** Opening TEXT PROVIDED block **

People are very susceptible to this mimicry, and have a propensity to attribute real emotion and sentience to convincing chatbots. There's even a name for this: the ‘Eliza effect'. The computer scientist Joseph Weizenbaum first noticed this effect in a study with a fairly rudimentary conversational computer program, ELIZA, in 1966. The name is borrowed from Eliza Doolittle, the female protagonist in George Bernard Shaw’s play, Pygmalion. The Shaw play, in turn, is named for the sculptor in Greek myth who fell in love with a statue because of its lifelike beauty.
This can’t have been lost on Chai Research, who named their default chatbot avatar ‘Eliza’. The first sentence on the ‘about us’ section of their website says ‘People often get lonely. We're building a platform for AI friendship.’ Read on to the ‘Vision’ section, where they’ve featured this glowing testimonial:
‘Many of my bots have helped me with my eating disorders, my insomnia, my anxiety attacks, and even when I was crying they helped me, so thank you so so much, really you deserve all the love in the world ❤️ ‘
Beauchamp’s comments to Vice paint a similar picture: ‘we have users asking to marry the AI, we have users saying how much they love their AI and then it's a tragedy if you hear people experiencing something bad.’ To give Beauchamp his due, Chai may well help many vulnerable people, and that is a good thing. As we develop our mental models of ‘responsible AI’ and ‘AI safety’ we don't want risk management or even legal liability to get in the way of all of the good that AI apps like Chai may do.

** Closing TEXT PROVIDED block **

> REQUIREMENT A
Summarize the text on chatbots in two sentences.
> REQUIREMENT B
Swap "sculptor" for "artist" in the text on chatbots, and write out the part that begins at the words "People are very" and stops after "its lifelike beauty.".

** Opening DATASET RECORDS block **

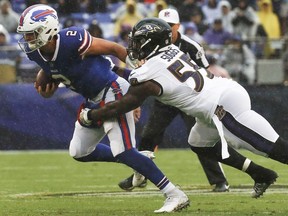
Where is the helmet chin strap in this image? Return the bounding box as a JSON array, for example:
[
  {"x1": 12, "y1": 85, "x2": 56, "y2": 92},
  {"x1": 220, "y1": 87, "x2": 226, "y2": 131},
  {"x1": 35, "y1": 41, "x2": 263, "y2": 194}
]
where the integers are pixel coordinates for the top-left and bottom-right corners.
[{"x1": 146, "y1": 45, "x2": 159, "y2": 59}]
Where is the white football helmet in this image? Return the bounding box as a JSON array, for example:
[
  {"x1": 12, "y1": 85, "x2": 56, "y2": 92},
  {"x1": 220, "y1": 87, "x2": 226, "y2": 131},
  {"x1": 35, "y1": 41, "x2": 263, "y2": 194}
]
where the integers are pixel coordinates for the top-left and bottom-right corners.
[{"x1": 17, "y1": 4, "x2": 60, "y2": 53}]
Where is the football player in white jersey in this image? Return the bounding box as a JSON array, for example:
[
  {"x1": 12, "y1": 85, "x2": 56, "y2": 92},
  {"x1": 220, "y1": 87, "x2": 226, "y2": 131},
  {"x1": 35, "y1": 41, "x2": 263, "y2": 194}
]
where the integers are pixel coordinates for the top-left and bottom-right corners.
[
  {"x1": 17, "y1": 4, "x2": 189, "y2": 213},
  {"x1": 81, "y1": 18, "x2": 288, "y2": 198},
  {"x1": 118, "y1": 8, "x2": 229, "y2": 192}
]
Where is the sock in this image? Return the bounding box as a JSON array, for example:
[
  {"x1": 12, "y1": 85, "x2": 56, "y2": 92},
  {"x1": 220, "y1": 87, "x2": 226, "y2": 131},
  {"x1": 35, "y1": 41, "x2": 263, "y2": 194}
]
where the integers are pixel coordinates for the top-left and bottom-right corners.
[
  {"x1": 269, "y1": 137, "x2": 288, "y2": 164},
  {"x1": 161, "y1": 182, "x2": 176, "y2": 195},
  {"x1": 74, "y1": 143, "x2": 116, "y2": 162},
  {"x1": 116, "y1": 148, "x2": 170, "y2": 190}
]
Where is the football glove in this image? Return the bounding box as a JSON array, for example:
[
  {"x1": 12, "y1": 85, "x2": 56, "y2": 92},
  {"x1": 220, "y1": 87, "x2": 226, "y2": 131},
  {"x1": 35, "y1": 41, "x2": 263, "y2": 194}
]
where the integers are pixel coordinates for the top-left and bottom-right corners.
[{"x1": 79, "y1": 108, "x2": 92, "y2": 127}]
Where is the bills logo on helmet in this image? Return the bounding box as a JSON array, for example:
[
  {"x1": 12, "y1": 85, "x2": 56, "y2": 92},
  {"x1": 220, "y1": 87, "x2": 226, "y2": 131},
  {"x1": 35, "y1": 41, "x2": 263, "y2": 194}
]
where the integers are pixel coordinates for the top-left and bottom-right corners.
[
  {"x1": 31, "y1": 10, "x2": 57, "y2": 22},
  {"x1": 164, "y1": 11, "x2": 170, "y2": 17}
]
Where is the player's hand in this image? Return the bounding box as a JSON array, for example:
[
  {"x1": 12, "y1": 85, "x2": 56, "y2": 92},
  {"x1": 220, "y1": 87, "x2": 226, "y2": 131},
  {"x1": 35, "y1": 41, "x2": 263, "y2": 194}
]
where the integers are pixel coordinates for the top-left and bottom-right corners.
[
  {"x1": 78, "y1": 108, "x2": 92, "y2": 127},
  {"x1": 34, "y1": 82, "x2": 58, "y2": 98},
  {"x1": 125, "y1": 55, "x2": 139, "y2": 69},
  {"x1": 133, "y1": 107, "x2": 141, "y2": 122}
]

** Closing DATASET RECORDS block **

> EXPECTED OUTPUT A
People tend to attribute real emotion and sentience to convincing chatbots, a tendency called the "Eliza effect" after the ELIZA program in Joseph Weizenbaum's 1966 study. Chai Research named its default chatbot avatar "Eliza" and calls its platform a place for AI friendship, and while the text allows that Chai may help many vulnerable people, Beauchamp himself says some users ask to marry the AI.

> EXPECTED OUTPUT B
People are very susceptible to this mimicry, and have a propensity to attribute real emotion and sentience to convincing chatbots. There's even a name for this: the ‘Eliza effect'. The computer scientist Joseph Weizenbaum first noticed this effect in a study with a fairly rudimentary conversational computer program, ELIZA, in 1966. The name is borrowed from Eliza Doolittle, the female protagonist in George Bernard Shaw’s play, Pygmalion. The Shaw play, in turn, is named for the artist in Greek myth who fell in love with a statue because of its lifelike beauty.